CONSIGNE A
Transcrivez intégralement, mot pour mot, l'extrait ci-dessous sur le refus de permis de construire à Poitiers.
CONSIGNE B
Rassemblez toutes les lignes des enregistrements ci-dessous qui contiennent la chaîne "soil", en les recopiant sans modification.

EXTRAIT FOURNI
• • •

Procédure contentieuse antérieure :

La société Bien-Être Immo et M. A... B... ont demandé au tribunal administratif de Poitiers d'annuler l'arrêté du 9 avril 2021 par lequel la maire de Poitiers a refusé de leur délivrer un permis de construire pour la transformation d'un ancien local en logements collectifs sur un terrain situé au 56 boulevard Pont-Achard.

Par un jugement n° 2101231 du 20 juillet 2023, le tribunal administratif de Poitiers a annulé l'arrêté de la maire de Poitiers et a enjoint à cette autorité de réexaminer la demande de la société Bien-Être Immo et de M. B....

Procédure devant la cour :

Par une requête et un mémoire, enregistrés les 19 septembre 2023 et 9 février 2024, la société Bien-Être Immo et M. A... B..., représentés par Me Ferracci, demandent à la cour :

1°) d'annuler le jugement du 20 juillet 2023 du tribunal administratif de Poitiers en ce qu'il a refusé d'accueillir le moyen tiré de l'illégalité du premier motif fondant l'arrêté du 9 avril 2021 par lequel la maire de Poitiers leur a refusé la délivrance d'un permis de construire ;

2°) d'annuler " totalement " l'arrêté du 9 avril 2021 de la maire de Poitiers ;

3°) d'enjoindre à la maire de Poitiers de délivrer à la société Bien-Être Immo un permis de construire dans un délai d'un mois suivant la notification de l'arrêt à intervenir, sous astreinte de 100 euros par jour de retard ;

4°) de mettre à la charge de la commune de Poitiers une somme de 3 000 euros au titre de l'article L. 761-1 du code de justice administrative.

• • •

ENREGISTREMENTS FOURNIS
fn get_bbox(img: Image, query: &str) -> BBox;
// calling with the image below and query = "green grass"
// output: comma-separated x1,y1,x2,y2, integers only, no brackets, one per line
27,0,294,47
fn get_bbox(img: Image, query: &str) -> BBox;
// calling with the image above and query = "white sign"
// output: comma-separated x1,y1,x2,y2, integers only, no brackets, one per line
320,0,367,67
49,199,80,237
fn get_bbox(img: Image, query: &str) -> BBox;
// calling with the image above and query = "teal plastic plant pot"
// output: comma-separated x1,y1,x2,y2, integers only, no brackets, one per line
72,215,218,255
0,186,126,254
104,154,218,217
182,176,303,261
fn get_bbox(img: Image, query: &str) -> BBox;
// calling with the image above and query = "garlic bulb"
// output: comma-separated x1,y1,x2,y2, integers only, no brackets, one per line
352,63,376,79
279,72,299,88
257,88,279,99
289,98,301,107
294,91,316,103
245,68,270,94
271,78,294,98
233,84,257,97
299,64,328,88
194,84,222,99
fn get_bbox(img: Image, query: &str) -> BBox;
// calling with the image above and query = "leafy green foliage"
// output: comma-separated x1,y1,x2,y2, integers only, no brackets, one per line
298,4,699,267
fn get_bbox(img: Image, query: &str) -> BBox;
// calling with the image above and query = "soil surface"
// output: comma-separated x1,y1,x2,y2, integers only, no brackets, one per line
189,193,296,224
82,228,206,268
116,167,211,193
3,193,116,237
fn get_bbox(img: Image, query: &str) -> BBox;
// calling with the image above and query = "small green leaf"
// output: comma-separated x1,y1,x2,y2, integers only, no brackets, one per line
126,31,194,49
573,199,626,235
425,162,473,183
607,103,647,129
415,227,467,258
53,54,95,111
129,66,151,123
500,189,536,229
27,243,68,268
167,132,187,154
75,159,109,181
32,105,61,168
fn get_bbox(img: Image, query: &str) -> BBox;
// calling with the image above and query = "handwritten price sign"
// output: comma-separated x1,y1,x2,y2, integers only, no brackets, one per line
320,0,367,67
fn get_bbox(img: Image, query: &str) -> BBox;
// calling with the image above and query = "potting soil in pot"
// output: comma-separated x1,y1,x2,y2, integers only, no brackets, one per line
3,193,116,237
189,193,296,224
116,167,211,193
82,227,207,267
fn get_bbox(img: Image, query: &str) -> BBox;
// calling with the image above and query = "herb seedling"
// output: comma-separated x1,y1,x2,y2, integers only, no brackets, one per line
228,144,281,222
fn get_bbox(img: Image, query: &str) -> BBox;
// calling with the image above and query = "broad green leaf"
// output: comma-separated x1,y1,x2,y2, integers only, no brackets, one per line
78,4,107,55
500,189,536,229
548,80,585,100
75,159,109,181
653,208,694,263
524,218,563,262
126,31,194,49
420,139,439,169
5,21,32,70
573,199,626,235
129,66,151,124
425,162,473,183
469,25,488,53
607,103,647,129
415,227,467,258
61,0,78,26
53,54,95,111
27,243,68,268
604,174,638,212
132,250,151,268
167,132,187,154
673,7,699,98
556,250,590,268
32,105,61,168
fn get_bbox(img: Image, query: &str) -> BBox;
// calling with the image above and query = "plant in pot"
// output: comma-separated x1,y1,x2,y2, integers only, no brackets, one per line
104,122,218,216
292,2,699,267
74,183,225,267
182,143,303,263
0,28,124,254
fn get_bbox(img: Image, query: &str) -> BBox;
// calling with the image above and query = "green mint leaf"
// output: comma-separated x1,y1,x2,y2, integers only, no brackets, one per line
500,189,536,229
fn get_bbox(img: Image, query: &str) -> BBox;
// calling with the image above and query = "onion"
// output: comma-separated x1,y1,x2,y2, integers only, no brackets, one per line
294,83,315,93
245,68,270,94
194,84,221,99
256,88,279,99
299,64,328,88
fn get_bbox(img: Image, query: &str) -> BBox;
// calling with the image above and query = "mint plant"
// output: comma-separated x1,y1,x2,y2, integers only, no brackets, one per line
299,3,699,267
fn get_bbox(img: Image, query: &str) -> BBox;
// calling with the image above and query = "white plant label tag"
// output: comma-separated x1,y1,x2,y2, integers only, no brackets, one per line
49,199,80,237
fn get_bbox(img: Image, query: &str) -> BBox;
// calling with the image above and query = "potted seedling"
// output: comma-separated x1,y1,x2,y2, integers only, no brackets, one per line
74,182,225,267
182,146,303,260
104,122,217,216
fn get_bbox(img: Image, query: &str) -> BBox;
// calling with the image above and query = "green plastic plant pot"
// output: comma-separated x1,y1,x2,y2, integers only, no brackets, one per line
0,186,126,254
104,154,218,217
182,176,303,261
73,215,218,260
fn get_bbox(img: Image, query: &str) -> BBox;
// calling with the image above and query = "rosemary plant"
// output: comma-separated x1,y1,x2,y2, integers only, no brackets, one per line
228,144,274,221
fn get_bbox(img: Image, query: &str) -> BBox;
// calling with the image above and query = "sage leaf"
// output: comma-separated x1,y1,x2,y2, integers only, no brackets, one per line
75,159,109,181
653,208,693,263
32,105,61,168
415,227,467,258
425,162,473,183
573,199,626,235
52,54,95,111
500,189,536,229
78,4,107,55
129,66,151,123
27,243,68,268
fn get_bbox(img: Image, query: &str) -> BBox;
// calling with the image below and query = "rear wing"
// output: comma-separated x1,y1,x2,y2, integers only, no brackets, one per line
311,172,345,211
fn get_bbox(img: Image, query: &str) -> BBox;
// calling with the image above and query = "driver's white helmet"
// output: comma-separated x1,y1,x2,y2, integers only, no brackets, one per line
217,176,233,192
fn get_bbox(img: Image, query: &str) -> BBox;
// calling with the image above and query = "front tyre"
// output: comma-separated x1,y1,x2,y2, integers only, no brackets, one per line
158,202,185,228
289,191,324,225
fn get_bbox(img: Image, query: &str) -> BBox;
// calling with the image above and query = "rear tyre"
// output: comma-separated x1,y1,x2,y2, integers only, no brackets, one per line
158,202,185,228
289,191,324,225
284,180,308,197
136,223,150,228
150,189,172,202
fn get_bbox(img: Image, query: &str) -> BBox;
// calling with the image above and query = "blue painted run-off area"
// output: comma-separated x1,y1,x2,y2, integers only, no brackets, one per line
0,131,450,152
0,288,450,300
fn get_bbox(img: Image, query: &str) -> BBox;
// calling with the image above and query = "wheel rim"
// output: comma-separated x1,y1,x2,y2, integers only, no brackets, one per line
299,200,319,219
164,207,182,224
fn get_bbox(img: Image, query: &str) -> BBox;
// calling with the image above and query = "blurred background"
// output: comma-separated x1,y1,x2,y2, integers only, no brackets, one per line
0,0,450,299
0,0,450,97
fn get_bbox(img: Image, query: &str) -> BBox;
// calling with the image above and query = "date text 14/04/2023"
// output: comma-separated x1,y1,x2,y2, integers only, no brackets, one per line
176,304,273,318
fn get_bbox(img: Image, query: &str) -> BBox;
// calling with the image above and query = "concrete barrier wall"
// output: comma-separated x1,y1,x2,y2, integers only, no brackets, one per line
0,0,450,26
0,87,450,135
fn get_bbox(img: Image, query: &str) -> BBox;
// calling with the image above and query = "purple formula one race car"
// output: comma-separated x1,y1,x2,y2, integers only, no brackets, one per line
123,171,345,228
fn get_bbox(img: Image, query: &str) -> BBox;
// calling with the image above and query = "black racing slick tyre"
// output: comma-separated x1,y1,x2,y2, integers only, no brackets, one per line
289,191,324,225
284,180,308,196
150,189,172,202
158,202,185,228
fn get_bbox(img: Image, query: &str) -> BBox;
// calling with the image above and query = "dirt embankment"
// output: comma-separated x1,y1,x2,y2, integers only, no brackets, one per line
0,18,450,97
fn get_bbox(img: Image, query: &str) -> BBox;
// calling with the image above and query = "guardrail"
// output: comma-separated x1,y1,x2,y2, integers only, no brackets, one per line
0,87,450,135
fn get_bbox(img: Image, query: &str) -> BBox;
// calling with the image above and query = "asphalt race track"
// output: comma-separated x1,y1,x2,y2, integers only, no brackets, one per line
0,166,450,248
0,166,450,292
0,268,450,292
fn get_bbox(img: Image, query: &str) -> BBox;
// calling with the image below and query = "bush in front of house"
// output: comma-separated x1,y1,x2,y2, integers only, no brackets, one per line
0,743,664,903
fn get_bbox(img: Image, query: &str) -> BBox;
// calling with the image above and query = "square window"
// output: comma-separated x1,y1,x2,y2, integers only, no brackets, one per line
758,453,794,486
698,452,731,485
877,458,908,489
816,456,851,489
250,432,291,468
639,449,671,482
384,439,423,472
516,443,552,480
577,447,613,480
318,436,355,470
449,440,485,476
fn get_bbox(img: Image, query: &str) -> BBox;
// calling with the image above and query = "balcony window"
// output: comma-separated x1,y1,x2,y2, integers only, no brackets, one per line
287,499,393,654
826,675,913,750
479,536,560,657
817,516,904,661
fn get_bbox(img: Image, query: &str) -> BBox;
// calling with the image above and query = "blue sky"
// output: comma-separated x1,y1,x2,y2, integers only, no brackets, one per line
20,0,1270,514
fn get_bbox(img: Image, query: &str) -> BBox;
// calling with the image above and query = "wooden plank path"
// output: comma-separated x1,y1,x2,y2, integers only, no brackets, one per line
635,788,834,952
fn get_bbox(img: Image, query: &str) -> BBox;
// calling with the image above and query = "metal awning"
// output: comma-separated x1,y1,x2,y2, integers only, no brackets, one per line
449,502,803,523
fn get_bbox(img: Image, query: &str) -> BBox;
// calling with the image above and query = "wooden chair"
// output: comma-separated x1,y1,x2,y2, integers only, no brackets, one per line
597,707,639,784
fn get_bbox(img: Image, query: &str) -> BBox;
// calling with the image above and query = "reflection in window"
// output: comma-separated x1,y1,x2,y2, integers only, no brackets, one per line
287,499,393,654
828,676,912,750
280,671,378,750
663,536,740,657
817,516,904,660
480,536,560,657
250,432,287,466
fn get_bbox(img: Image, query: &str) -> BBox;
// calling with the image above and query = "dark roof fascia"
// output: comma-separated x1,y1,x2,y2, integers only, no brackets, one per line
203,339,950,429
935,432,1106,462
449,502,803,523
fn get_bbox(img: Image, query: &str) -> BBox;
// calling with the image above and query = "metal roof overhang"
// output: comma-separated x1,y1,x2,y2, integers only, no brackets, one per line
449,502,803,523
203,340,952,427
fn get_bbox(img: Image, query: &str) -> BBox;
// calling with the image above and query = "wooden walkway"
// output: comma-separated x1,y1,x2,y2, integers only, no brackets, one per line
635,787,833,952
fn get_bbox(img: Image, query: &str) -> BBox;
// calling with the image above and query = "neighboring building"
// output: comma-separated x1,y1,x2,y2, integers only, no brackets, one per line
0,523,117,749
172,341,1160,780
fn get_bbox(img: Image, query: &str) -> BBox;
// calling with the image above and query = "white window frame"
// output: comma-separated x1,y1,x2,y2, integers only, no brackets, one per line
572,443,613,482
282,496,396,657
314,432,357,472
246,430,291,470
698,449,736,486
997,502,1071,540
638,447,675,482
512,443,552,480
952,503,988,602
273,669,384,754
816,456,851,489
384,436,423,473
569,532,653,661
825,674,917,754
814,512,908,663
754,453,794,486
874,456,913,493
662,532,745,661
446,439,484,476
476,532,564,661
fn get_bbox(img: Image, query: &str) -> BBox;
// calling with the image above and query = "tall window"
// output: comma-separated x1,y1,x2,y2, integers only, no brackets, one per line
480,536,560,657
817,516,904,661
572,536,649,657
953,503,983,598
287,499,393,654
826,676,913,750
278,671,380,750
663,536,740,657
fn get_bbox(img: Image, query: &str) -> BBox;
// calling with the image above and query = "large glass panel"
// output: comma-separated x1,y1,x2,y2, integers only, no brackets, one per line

• • •

RÉSULTAT OBTENU A
Procédure contentieuse antérieure :

La société Bien-Être Immo et M. A... B... ont demandé au tribunal administratif de Poitiers d'annuler l'arrêté du 9 avril 2021 par lequel la maire de Poitiers a refusé de leur délivrer un permis de construire pour la transformation d'un ancien local en logements collectifs sur un terrain situé au 56 boulevard Pont-Achard.

Par un jugement n° 2101231 du 20 juillet 2023, le tribunal administratif de Poitiers a annulé l'arrêté de la maire de Poitiers et a enjoint à cette autorité de réexaminer la demande de la société Bien-Être Immo et de M. B....

Procédure devant la cour :

Par une requête et un mémoire, enregistrés les 19 septembre 2023 et 9 février 2024, la société Bien-Être Immo et M. A... B..., représentés par Me Ferracci, demandent à la cour :

1°) d'annuler le jugement du 20 juillet 2023 du tribunal administratif de Poitiers en ce qu'il a refusé d'accueillir le moyen tiré de l'illégalité du premier motif fondant l'arrêté du 9 avril 2021 par lequel la maire de Poitiers leur a refusé la délivrance d'un permis de construire ;

2°) d'annuler " totalement " l'arrêté du 9 avril 2021 de la maire de Poitiers ;

3°) d'enjoindre à la maire de Poitiers de délivrer à la société Bien-Être Immo un permis de construire dans un délai d'un mois suivant la notification de l'arrêt à intervenir, sous astreinte de 100 euros par jour de retard ;

4°) de mettre à la charge de la commune de Poitiers une somme de 3 000 euros au titre de l'article L. 761-1 du code de justice administrative.

RÉSULTAT OBTENU B
// calling with the image above and query = "soil surface"
// calling with the image above and query = "potting soil in pot"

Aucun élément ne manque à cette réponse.